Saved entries
[Start of Attachment]

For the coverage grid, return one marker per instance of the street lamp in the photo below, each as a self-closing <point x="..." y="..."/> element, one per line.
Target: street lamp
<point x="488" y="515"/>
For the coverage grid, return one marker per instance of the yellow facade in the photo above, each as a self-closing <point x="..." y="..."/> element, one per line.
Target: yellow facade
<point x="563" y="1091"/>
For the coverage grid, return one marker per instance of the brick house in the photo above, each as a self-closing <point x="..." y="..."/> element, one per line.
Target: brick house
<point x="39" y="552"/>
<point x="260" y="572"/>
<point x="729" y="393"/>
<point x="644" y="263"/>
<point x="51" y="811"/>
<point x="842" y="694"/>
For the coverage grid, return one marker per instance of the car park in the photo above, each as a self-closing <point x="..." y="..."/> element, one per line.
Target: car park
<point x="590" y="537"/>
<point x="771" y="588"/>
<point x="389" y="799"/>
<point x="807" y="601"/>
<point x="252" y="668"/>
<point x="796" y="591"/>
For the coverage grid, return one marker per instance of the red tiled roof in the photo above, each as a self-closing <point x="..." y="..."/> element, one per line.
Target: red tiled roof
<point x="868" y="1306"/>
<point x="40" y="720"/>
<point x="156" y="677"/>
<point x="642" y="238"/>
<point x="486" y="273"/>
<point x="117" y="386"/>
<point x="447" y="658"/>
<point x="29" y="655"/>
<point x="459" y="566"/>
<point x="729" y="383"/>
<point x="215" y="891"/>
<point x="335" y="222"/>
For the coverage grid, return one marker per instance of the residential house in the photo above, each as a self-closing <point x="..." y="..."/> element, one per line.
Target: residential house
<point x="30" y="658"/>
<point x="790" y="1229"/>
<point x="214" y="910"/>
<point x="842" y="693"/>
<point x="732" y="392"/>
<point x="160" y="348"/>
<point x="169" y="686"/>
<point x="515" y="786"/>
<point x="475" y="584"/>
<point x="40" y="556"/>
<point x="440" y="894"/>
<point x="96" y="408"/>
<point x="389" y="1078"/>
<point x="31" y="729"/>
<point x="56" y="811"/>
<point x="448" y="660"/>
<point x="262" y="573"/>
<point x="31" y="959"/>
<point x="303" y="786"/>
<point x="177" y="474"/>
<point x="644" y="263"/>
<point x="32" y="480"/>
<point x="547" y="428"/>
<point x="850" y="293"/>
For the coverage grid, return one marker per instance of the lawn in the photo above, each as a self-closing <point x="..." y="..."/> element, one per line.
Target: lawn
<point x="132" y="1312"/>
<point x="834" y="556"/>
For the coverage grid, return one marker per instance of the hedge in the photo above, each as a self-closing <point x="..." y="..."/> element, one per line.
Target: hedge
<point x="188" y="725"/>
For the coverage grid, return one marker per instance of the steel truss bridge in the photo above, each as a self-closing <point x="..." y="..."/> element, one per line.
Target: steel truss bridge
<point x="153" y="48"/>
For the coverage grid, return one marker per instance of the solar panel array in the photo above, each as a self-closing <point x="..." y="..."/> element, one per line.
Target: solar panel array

[End of Attachment]

◆ Problem to work on ◆
Copy out every line of the data that includes "solar".

◆ Your solution ◆
For the coverage grid, return one marker per instance of the solar panel array in the photo above, each as a self-closing <point x="..." y="..."/> element, one per line.
Target: solar panel array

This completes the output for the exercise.